◆ Passage for review
____________________
In [1]:
import pandas as pd
import os
import gzip
import pickle
import openai
import torch.nn.functional as F
import torch

In [2]:
categories = [
    "groupbuys",
    "hardware",
    "miners",
    "mining",
    "mining_support",
    "pools",
]

df = pd.DataFrame()

#load every csv in the folder and append them
for cat in categories:
    with gzip.open('cleaned-data/'+cat+'.pkl.gz', 'rb') as f:
        df_cat = pickle.load(f)
        df_cat['category'] = cat
        df = pd.concat([df, df_cat], ignore_index=True)
    

In [3]:
def get_openai_response(prompt, tokens = 2000, model="gpt-3.5-turbo-instruct"):
    if model.__contains__("instruct"):
        response = openai.Completion.create(
            model=model,
            prompt=prompt,
            temperature=0,
            max_tokens=tokens,
            top_p=1,
            logit_bias = {
                "198": -100, # new lines
                },
            logprobs= 15,
        )
        text = response.choices[0].text

        return text
    else:
        response = openai.ChatCompletion.create(
            model=model,
            messages=[
                {
                    "role": "system",
                    "content": "You are a helpful assistant"
                },
                {
                    "role": "user",
                    "content": prompt
                }
                ],
            temperature=0,
            max_tokens=tokens,
            top_p=1,
        )
        text = response.choices[0].message.content


        # print("returning ai text:", text)
        return text

# hardware name

In [4]:
path = "datasets/extracted/"
file_name = "hardware_name.csv"


if not os.path.exists(path+file_name):
    prompt = """
    You are a bitcoin mining expert.

    The will be given a thread from a bitcoin forum.

    Your task is to analyze if the thread contains a name of mining hardware. 

    Example hardware names are ARM Cortex A9, X6500, AvalonMiner 1, Jupiter, RockerBox, BE300, PickAxe, Antminer S9 (there are many more)
    Sometimes common hardware is mentioned by its number only. For example, "5870" may refer to a Radeon card. "S9" may refer to the Antminer S9. Those are also valid hardware names.

    After reading the thread, write either "Hardware found: Nothing" or "Hardware found: <hardware name>".

    The thread:
    """.strip()

    dataset = pd.DataFrame()

    thread_count = 0
    for (id,row) in df.sample(10000).iterrows():
        if(len(row["post"]) < 100):
            continue

        date = row["dates"].split("<sep>")[-1]

        thread = ""
        # thread += "Category: " + row["category"] + "\n"
        thread += "Topic: " + row["topic"] + "\n"
        thread += "Date: " + date[:7] + "\n\n"
        thread += "### Original post:\n"
        i = 1
        for (post, date) in zip(row["post"].split("<sep>"), row["dates"].split("<sep>")):
            if len(post) > 800:
                thread += post[:800] + "<rest of post truncated>\n\n"
                thread += f"### Reply {i}:\n"
                i += 1
            elif len(post) < 5:
                pass
            else:
                thread += post + "\n\n"
                thread += f"### Reply {i}:\n"
                i += 1
        #remove the last line
        thread = thread[:-len(f"### Reply {i-1}:\n")]
        if len(thread) > 4000:
            thread = thread[:4000] + "<rest of thread truncated>\n"
____________________
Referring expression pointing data
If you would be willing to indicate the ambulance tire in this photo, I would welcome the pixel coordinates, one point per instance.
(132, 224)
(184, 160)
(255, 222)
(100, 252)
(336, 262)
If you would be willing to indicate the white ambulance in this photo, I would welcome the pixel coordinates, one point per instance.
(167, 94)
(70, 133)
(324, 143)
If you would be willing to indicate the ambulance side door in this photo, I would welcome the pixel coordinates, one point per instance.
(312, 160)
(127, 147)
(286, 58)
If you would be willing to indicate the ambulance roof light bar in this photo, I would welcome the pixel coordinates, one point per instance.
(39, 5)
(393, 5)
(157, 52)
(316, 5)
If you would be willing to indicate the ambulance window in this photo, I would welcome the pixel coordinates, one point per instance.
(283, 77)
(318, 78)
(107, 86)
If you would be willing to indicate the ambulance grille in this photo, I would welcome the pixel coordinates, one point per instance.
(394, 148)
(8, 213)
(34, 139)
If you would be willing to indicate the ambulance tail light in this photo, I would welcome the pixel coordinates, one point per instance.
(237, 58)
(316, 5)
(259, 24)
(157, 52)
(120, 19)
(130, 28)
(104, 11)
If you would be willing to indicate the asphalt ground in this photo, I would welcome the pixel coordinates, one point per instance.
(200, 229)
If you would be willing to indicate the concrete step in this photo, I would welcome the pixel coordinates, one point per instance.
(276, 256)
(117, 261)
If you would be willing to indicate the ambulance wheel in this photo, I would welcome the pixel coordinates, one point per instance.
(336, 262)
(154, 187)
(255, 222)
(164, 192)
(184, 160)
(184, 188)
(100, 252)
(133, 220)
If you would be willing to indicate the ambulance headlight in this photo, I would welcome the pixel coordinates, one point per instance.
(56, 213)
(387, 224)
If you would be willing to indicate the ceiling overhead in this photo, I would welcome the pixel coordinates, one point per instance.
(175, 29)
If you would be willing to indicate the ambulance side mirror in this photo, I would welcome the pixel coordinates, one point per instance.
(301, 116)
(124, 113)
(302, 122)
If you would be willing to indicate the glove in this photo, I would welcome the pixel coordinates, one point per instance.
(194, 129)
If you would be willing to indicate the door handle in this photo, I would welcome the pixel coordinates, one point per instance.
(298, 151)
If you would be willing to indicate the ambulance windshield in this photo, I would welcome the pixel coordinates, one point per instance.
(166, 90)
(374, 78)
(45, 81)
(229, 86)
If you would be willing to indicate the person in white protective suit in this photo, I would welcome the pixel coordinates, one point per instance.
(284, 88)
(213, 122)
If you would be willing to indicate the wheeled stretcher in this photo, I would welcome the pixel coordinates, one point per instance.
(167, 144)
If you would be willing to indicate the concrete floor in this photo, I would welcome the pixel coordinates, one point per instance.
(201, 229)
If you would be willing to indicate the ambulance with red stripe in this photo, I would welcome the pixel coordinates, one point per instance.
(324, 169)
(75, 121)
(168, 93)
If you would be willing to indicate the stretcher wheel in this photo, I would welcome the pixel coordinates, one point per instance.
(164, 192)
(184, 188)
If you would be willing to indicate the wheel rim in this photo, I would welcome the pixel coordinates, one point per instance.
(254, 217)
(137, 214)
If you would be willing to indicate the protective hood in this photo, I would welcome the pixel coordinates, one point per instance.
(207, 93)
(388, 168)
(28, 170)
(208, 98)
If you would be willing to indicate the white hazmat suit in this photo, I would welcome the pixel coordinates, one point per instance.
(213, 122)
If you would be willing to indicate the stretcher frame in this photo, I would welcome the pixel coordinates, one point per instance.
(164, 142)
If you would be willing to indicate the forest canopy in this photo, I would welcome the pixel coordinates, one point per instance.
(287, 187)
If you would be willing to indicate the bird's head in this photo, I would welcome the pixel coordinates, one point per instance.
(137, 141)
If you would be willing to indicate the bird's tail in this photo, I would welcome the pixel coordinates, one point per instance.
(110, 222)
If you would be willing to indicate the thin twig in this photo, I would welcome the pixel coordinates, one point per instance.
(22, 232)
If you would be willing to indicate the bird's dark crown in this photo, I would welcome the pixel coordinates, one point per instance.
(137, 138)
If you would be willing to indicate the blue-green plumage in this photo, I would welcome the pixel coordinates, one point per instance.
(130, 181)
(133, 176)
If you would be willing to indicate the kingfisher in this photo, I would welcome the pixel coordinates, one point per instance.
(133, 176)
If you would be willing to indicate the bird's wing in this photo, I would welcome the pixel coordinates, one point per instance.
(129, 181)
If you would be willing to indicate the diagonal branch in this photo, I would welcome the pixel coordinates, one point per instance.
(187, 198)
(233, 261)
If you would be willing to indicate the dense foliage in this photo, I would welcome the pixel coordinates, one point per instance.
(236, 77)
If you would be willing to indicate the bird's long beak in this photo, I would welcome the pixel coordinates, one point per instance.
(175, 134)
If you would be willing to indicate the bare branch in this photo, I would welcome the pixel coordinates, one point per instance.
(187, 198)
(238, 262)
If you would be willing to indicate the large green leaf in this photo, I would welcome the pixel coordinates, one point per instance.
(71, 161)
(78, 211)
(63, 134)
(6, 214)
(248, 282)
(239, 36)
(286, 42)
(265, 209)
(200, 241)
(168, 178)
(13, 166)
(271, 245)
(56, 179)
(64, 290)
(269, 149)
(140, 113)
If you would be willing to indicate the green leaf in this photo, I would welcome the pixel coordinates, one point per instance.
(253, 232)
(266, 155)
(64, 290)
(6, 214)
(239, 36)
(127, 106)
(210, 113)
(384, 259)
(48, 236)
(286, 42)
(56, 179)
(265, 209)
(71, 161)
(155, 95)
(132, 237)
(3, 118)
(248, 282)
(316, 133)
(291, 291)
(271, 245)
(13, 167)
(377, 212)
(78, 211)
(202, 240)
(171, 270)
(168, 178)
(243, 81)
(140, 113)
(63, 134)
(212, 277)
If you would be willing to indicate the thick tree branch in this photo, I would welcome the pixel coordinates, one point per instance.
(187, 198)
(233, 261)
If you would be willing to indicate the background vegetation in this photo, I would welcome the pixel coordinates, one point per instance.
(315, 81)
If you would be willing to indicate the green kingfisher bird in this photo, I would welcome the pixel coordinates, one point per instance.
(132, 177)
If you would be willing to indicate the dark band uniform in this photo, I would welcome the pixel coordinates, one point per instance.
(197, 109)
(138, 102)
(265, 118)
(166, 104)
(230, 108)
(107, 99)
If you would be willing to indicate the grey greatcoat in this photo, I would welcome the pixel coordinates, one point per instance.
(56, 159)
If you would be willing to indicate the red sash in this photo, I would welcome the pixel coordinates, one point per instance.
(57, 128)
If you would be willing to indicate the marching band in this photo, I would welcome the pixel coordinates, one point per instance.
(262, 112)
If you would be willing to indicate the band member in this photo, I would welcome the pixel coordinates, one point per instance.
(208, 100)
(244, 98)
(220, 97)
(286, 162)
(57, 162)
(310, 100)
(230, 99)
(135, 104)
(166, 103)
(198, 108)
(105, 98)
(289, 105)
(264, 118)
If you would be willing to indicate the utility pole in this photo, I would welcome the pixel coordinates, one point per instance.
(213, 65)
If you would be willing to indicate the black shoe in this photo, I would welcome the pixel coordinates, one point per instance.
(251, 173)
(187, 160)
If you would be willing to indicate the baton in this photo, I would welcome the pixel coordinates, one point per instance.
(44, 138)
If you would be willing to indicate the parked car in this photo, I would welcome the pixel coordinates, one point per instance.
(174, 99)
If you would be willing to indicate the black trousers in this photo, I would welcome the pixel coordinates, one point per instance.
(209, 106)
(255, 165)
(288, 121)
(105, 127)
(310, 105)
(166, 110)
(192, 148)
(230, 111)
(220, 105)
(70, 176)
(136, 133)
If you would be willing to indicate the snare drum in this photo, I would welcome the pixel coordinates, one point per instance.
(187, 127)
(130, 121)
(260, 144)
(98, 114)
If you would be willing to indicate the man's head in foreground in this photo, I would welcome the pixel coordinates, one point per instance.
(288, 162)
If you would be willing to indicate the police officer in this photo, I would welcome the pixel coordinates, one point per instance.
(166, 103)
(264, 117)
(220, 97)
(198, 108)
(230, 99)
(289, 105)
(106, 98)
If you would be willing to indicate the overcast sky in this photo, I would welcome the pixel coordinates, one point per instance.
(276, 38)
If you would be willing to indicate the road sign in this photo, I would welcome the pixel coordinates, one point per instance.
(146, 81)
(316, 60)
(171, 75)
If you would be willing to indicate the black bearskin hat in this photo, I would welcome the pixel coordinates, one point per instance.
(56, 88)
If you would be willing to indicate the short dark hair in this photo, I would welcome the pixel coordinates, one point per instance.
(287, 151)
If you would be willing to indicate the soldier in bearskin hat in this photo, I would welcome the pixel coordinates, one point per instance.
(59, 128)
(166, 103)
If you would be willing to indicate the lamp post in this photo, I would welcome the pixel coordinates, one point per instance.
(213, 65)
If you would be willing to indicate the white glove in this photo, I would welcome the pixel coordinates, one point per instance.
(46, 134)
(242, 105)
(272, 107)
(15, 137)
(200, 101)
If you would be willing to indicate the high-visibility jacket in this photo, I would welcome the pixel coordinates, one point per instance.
____________________
◆ Action item A
Transcribe the part of the notebook between "The will be" and "are many more)", inclusive.
◆ Action item B
In the notebook, how many characters of a single post are kept before the rest of that post is truncated?

◆ Answer A
The will be given a thread from a bitcoin forum.

    Your task is to analyze if the thread contains a name of mining hardware. 

    Example hardware names are ARM Cortex A9, X6500, AvalonMiner 1, Jupiter, RockerBox, BE300, PickAxe, Antminer S9 (there are many more)

◆ Answer B
800 characters.